### [Listing]
»»
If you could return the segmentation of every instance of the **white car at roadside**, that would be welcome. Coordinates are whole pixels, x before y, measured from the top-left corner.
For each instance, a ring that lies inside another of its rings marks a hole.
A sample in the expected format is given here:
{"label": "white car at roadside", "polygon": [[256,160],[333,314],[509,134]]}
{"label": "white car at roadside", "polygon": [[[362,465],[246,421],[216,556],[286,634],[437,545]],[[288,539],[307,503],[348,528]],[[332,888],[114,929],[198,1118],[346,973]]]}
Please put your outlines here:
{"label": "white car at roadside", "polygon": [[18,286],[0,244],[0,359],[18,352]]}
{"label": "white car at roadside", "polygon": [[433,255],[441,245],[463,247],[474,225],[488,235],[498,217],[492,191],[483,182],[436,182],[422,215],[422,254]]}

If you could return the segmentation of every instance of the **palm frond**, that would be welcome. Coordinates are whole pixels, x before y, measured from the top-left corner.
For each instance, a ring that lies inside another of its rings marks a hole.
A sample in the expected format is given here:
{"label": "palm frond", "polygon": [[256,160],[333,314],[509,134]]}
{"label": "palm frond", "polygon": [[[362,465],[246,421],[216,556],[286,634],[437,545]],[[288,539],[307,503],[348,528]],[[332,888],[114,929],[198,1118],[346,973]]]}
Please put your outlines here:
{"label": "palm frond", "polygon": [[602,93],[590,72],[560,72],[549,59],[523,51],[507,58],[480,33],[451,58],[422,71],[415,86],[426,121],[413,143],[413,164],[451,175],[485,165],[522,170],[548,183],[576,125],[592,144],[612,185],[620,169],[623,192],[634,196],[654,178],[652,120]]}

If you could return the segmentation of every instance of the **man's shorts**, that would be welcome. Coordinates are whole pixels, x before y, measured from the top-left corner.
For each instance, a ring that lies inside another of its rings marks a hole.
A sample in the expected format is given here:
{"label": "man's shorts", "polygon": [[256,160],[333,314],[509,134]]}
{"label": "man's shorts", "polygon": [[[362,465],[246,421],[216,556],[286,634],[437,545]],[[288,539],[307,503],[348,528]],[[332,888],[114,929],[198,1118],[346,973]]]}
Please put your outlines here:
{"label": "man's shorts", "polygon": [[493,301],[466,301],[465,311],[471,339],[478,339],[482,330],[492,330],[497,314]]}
««
### [Job]
Can you repeat the entries from the line that has "of the **man's" through the end of the entries, swapping "whole pixels" for "integer pixels" and changing nothing else?

### [Task response]
If you could return the segmentation of every instance of the **man's shorts**, that would be welcome. Coordinates are integer pixels, x before y, measured from the top-left corner.
For each instance, a ring that lies inside another of its rings marks a hole.
A sample in the expected format is given here:
{"label": "man's shorts", "polygon": [[256,160],[333,314],[509,134]]}
{"label": "man's shorts", "polygon": [[[362,465],[246,421],[216,556],[286,634],[437,545]],[[288,539],[307,503],[348,528]],[[332,888],[114,929],[198,1118],[346,973]]]}
Please put your outlines here:
{"label": "man's shorts", "polygon": [[493,301],[466,301],[465,311],[471,339],[478,339],[482,330],[492,330],[497,314]]}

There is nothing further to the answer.